**TASKS TO CARRY OUT**
a: In the post about the Texas helicopter shooting, restate the paragraph beginning "After being pulled over" as a short bulleted list that keeps its main facts.
b: From the post about the Texas helicopter shooting, echo the text word for word from "Remember a few" to "used in America.".

[[ EXCERPTED PASSAGE, beginning ]]

Tuesday, October 30, 2012

Welcome to America: Texas Police Sniper Guns Down Immigrants From Helicopter


Information Liberation

Remember a few months ago how a DEA helicopter was used to gun down two pregnant women and tw
o 14-yr-old boys in Honduras because they were "suspected" of being drug dealers? Well, those same tactics are now being used in America.

After being pulled over for having a suspect "covered truck bed," a vehicle which fled from Texas game wardens was shot at by Texas "Department of Public Safety" agents with a sniper rifle from a helicopter. While the police claim they were intending to disable the car, they instead killed two passengers, and sent another to the hospital. No drugs were found, and the DPS says their shooting was "within policy."

My San Antonio reports:
LA JOYA — Skid marks and a patch of dried blood in the gravel of a desolate country road were about the only signs left Friday of a deadly pursuit that happened here.

[[ EXCERPTED PASSAGE, end ]]
[[ EXTRACTED MATERIAL, beginning ]]

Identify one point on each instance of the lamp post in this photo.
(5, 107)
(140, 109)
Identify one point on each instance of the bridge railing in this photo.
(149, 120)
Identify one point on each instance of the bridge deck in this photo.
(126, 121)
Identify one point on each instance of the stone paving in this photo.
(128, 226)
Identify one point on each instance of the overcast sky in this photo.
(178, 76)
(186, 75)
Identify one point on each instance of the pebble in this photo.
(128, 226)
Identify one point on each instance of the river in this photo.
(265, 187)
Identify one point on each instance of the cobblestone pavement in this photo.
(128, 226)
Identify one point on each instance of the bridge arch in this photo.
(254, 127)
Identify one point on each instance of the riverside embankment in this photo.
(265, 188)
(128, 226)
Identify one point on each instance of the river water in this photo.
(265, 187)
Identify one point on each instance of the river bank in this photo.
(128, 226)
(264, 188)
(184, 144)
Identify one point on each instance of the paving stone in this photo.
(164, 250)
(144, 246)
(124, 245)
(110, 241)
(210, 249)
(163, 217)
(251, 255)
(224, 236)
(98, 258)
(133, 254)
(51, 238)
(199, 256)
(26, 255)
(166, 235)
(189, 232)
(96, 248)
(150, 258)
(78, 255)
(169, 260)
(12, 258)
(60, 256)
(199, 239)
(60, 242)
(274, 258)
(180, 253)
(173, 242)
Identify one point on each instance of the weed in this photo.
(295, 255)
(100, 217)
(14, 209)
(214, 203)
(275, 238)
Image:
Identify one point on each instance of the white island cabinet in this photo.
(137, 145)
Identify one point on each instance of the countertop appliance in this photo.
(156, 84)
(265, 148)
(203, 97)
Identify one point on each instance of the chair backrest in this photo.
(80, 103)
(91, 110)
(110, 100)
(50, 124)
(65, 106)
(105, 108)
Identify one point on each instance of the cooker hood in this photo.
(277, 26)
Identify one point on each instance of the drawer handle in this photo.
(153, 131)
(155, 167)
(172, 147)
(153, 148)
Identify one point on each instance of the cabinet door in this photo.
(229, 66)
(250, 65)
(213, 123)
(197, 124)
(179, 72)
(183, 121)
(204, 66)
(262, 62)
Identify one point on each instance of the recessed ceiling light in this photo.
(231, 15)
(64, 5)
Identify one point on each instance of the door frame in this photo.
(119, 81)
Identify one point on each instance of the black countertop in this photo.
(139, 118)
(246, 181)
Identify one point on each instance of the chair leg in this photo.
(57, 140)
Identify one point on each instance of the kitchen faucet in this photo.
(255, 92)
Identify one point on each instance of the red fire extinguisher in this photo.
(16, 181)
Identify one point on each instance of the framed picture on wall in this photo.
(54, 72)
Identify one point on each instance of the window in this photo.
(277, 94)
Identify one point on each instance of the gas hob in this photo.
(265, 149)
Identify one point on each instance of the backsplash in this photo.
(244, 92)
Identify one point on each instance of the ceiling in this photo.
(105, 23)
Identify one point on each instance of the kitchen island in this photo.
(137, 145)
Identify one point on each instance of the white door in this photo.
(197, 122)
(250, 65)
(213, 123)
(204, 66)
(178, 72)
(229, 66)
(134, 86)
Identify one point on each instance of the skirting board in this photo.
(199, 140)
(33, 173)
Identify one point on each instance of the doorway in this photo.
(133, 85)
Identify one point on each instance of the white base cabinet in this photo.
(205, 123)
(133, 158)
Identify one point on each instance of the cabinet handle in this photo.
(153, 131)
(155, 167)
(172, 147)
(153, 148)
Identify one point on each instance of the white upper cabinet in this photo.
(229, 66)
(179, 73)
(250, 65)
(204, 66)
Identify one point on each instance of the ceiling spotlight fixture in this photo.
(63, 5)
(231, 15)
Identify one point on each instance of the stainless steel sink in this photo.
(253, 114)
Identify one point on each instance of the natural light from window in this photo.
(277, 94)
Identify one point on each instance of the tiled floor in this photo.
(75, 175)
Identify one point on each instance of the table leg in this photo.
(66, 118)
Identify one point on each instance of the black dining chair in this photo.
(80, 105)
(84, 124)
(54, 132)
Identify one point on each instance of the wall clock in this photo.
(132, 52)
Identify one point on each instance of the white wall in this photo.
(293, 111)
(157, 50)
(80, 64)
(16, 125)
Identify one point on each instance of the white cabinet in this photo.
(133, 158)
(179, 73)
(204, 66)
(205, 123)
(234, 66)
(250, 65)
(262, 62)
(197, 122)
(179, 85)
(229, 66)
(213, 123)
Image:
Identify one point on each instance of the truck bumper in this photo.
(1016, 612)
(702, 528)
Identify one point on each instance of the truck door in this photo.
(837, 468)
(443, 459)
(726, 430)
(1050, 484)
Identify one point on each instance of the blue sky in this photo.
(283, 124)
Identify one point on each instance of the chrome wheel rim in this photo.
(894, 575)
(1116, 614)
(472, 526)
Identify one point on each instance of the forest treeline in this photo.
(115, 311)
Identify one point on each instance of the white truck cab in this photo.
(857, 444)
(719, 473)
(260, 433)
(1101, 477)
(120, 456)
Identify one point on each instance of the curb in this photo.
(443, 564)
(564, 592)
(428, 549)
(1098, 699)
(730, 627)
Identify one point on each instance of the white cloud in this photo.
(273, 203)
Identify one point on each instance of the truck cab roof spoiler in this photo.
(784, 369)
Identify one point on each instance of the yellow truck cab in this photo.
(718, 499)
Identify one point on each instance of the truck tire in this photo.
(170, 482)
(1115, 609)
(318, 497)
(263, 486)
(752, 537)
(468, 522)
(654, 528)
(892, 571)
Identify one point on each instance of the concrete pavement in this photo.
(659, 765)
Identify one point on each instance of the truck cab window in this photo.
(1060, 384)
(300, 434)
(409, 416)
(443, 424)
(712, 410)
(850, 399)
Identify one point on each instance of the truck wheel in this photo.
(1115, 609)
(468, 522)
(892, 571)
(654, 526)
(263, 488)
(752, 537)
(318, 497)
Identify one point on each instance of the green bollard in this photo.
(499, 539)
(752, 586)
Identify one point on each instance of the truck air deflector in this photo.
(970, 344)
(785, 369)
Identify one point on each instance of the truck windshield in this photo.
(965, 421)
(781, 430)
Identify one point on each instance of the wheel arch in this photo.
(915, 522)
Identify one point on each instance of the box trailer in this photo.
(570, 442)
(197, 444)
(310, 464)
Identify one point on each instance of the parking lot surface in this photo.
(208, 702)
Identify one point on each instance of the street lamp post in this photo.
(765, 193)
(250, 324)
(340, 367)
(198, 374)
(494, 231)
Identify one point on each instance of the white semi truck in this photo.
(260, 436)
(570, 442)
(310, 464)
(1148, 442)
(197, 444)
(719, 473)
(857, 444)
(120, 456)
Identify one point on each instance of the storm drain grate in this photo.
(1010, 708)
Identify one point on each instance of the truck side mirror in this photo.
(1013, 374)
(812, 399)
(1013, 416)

[[ EXTRACTED MATERIAL, end ]]
[[ EXTRACTED MATERIAL, beginning ]]

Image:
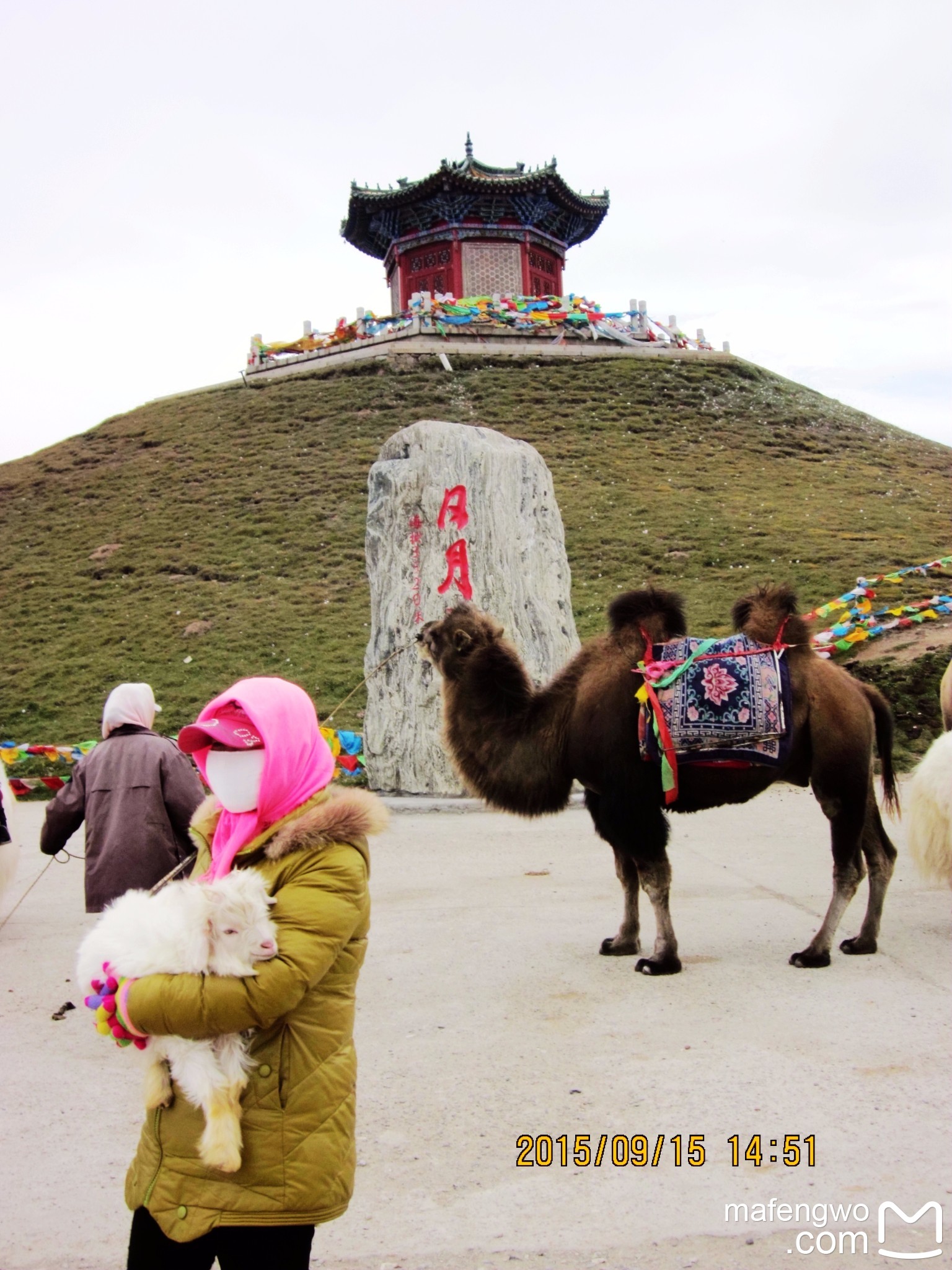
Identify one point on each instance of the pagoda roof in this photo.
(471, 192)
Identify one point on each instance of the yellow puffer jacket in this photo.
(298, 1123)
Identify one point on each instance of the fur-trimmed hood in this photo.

[[ EXTRACTED MATERIAL, end ]]

**RESPONSES IN ORDER**
a:
- The vehicle was pulled over for a suspect "covered truck bed" and fled from Texas game wardens.
- Texas "Department of Public Safety" agents shot at it with a sniper rifle from a helicopter.
- Police say they meant to disable the car.
- Two passengers were killed and another was sent to the hospital.
- No drugs were found.
- The DPS says the shooting was "within policy."

b:
Remember a few months ago how a DEA helicopter was used to gun down two pregnant women and tw
o 14-yr-old boys in Honduras because they were "suspected" of being drug dealers? Well, those same tactics are now being used in America.